■ **Source passage**:
======

Following the culmination of the general election and the dust settling on prime minister Sir Keir Starmer’s new cabinet, the major stakeholders within the NHS have been busy outlining how new health secretary Wes Streeting should begin this parliament.
NHS Providers’ CEO, Sir Julian Hartley, highlights ending the junior doctor disputes, funding the NHS pay awards, and fully implementing the NHS Long Term Workforce Plan as primary issues for the new health secretary.
The NHS Confederation warns that Streeting will also need to stop GPs taking ‘collective action' over contract changes — the NHS Confederation says the 1.9% uplift “falls short of what is needed”.
Short-term stabilisation work will take precedent in the immediate instance over long-term transformation goals, according to Matthew Taylor, the NHS Confederation’s CEO. The organisation has previously emphasised the areas of importance for the next government.
The Royal College of Nursing (RCN) is calling on the new government to keep their word and repeal legislation the restricts the right to strike and launch a sector-wide investigation into social care exploitation.
This is in addition to the forced reporting of corridor care, so the true extent of pressures are known and conditions are not hidden.
Meanwhile, in primary care, the Royal College of General Practitioners (RCGP) is urging Streeting to make the sector a “day one priority”.
The RCGP warned before the election that over three-quarters of GPs believe their excessive workload is compromising patient safety — the RCN said something similar in nursing. Recruitment and retention funding has been outlined as part of the solution for both GPs and nurses.

======

■ **Task goal**:
In the passage on NHS priorities for the new health secretary, what does the NHS Confederation say about the 1.9% uplift? The entries after this point come from a separate source.

======

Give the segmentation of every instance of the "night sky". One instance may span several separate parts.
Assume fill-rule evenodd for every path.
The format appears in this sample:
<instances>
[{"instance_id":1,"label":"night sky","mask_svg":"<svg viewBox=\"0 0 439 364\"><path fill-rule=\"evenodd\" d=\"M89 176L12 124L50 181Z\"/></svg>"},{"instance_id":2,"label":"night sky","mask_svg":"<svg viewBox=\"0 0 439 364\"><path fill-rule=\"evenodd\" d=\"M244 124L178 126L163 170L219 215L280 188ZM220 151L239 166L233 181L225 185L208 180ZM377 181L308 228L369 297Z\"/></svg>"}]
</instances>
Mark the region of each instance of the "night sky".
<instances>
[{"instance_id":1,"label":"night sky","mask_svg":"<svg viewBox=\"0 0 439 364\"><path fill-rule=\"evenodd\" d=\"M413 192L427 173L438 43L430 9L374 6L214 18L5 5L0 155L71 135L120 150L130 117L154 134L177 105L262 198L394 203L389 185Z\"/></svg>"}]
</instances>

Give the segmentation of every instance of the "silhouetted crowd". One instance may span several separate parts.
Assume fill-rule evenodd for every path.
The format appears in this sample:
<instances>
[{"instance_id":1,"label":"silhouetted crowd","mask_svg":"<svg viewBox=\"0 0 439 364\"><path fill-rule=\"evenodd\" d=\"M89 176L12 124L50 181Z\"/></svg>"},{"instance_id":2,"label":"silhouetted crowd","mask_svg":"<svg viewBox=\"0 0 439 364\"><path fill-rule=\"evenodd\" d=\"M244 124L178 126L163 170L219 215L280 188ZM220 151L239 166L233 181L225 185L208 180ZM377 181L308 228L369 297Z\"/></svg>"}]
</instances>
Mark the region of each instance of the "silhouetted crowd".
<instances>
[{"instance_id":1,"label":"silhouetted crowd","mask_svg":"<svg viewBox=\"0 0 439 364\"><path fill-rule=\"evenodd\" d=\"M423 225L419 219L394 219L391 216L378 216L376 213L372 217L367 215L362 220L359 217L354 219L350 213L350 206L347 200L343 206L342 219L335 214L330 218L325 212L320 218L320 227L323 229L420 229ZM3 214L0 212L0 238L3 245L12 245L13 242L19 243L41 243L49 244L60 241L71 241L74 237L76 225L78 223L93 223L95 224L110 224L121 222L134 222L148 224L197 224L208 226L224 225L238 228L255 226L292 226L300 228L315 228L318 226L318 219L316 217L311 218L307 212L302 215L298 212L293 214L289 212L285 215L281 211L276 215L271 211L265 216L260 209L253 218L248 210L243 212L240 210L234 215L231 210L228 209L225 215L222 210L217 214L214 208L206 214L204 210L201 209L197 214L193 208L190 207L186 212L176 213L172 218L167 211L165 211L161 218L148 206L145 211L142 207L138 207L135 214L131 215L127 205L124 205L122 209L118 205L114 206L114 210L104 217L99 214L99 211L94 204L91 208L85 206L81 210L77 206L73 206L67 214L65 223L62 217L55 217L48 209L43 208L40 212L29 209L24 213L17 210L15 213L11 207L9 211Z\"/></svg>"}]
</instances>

======

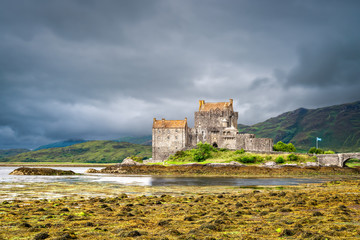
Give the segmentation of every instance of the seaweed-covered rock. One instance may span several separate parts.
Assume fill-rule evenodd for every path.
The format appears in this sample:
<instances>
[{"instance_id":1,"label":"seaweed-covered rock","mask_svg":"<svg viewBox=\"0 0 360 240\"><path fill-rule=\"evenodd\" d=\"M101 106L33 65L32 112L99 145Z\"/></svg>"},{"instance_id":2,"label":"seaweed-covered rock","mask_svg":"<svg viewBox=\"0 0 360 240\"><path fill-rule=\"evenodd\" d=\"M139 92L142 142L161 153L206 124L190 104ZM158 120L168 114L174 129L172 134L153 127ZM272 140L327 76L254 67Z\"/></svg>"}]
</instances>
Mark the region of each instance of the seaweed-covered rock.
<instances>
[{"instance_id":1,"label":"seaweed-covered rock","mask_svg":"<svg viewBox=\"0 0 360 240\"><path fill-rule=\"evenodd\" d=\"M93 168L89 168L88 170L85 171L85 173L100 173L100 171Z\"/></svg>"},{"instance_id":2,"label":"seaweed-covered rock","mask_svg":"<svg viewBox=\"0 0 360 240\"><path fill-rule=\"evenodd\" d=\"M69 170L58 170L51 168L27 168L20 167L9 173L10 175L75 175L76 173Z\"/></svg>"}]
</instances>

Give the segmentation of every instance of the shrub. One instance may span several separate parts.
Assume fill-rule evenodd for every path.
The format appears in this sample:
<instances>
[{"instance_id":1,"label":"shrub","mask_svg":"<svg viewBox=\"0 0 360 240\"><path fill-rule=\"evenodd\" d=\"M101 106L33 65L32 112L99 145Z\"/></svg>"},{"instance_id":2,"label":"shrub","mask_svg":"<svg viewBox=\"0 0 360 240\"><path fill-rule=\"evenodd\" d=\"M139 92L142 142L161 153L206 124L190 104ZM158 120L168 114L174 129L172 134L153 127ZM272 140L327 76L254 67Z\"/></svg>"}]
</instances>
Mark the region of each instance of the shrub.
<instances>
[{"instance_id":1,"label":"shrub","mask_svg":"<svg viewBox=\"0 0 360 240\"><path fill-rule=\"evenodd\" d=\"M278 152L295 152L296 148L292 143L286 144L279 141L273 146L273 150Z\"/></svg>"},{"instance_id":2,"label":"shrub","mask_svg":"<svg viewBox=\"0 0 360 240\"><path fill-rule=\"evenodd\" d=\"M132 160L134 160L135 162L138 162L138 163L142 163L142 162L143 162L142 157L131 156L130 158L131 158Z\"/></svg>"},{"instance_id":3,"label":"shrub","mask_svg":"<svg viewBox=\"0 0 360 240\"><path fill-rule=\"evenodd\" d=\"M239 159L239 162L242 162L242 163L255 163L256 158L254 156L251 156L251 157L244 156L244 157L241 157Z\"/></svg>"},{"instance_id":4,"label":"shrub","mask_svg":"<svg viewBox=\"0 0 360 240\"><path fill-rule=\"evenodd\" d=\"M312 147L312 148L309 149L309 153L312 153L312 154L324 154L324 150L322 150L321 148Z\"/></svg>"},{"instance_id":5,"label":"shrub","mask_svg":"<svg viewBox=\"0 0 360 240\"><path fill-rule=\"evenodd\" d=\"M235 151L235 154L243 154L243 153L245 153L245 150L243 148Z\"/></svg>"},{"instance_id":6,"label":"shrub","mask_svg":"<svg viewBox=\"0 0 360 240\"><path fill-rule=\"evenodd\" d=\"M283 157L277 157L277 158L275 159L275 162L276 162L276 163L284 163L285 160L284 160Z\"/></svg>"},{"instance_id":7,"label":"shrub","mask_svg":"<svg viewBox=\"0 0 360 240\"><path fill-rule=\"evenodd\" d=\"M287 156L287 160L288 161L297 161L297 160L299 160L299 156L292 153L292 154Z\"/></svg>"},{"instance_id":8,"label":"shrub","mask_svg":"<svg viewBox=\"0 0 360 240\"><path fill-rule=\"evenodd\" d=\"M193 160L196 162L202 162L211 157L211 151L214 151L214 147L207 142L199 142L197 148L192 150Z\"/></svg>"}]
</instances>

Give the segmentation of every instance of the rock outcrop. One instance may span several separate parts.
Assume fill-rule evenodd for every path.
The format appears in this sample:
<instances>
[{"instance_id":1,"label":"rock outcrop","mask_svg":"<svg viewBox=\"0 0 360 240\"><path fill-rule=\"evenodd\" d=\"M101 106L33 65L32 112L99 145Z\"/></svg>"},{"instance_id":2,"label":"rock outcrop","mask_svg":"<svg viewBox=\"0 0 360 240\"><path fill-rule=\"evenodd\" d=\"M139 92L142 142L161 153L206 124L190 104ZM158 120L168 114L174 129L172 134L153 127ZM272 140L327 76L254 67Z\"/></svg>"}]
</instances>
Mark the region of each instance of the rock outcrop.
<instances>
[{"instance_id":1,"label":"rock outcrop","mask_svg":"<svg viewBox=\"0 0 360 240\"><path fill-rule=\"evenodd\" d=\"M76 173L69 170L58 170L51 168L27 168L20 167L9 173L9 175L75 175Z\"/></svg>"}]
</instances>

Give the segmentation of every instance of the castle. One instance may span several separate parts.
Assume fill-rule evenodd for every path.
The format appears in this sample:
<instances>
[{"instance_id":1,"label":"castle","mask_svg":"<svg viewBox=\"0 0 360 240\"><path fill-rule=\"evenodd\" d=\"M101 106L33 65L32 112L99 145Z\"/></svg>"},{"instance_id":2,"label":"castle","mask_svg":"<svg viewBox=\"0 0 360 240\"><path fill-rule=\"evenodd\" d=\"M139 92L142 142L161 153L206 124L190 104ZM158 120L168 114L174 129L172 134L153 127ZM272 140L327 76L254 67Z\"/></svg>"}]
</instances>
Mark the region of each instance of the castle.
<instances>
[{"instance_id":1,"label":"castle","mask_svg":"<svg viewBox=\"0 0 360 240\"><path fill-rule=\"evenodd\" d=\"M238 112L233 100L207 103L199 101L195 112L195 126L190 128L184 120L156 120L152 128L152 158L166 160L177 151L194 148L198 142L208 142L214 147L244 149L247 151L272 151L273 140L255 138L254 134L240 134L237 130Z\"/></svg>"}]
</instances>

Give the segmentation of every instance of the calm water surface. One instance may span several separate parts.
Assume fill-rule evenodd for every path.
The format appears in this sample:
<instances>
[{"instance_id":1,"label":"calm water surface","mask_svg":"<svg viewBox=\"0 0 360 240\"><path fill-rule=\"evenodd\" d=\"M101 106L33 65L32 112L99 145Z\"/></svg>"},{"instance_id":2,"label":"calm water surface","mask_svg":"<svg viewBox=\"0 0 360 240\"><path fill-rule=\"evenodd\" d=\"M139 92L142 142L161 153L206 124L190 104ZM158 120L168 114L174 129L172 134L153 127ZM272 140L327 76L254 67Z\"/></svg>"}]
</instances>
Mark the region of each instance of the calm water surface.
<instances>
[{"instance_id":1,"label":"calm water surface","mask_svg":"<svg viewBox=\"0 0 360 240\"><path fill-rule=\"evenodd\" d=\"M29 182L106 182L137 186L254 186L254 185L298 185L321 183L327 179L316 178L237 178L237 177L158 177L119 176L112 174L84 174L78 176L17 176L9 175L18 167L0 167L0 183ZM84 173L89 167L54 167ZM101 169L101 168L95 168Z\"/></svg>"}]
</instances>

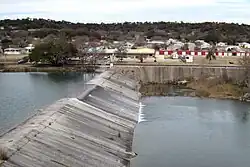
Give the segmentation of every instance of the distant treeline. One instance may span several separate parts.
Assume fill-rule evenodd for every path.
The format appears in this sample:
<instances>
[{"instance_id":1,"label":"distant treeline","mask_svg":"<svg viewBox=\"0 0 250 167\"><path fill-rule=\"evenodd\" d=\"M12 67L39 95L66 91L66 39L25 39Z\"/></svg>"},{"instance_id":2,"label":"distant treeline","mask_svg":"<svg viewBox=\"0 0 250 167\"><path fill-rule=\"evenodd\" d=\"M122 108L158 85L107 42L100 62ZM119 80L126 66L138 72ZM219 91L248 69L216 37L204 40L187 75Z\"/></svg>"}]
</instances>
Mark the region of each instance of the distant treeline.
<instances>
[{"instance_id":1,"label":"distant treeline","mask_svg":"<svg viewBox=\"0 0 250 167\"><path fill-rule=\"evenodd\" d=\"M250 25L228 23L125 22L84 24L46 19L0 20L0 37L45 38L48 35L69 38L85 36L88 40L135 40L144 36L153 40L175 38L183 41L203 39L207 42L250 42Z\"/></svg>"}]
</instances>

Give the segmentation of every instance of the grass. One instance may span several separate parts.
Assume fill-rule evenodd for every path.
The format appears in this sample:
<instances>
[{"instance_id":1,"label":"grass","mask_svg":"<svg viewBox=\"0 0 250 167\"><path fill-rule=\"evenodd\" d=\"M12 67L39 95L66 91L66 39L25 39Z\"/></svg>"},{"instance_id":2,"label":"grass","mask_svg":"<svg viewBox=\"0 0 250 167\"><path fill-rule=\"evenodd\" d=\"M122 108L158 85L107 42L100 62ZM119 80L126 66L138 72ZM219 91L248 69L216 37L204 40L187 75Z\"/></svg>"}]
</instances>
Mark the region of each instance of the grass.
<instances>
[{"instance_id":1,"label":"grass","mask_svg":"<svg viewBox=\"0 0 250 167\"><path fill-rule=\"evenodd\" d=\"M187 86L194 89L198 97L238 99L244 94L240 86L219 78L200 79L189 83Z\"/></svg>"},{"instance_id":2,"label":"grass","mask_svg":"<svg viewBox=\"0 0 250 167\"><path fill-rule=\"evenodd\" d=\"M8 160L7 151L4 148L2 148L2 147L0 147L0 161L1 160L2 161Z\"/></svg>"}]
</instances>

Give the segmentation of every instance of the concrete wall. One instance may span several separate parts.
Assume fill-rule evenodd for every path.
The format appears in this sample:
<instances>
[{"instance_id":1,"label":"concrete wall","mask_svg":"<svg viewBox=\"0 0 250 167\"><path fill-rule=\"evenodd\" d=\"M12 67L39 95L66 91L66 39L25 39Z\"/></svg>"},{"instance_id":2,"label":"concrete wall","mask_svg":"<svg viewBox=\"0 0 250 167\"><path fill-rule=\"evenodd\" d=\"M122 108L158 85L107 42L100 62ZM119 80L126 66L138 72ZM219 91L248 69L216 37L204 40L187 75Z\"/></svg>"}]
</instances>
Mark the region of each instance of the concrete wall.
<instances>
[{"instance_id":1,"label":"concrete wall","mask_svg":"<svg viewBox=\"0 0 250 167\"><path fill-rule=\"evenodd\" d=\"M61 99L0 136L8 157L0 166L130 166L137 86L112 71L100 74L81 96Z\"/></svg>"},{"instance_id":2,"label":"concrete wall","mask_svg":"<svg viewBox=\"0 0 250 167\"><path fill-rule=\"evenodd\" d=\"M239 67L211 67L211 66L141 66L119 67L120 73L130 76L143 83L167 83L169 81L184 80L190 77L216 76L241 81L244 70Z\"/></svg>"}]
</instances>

======

■ **Result for this exercise**:
It says the uplift "falls short of what is needed."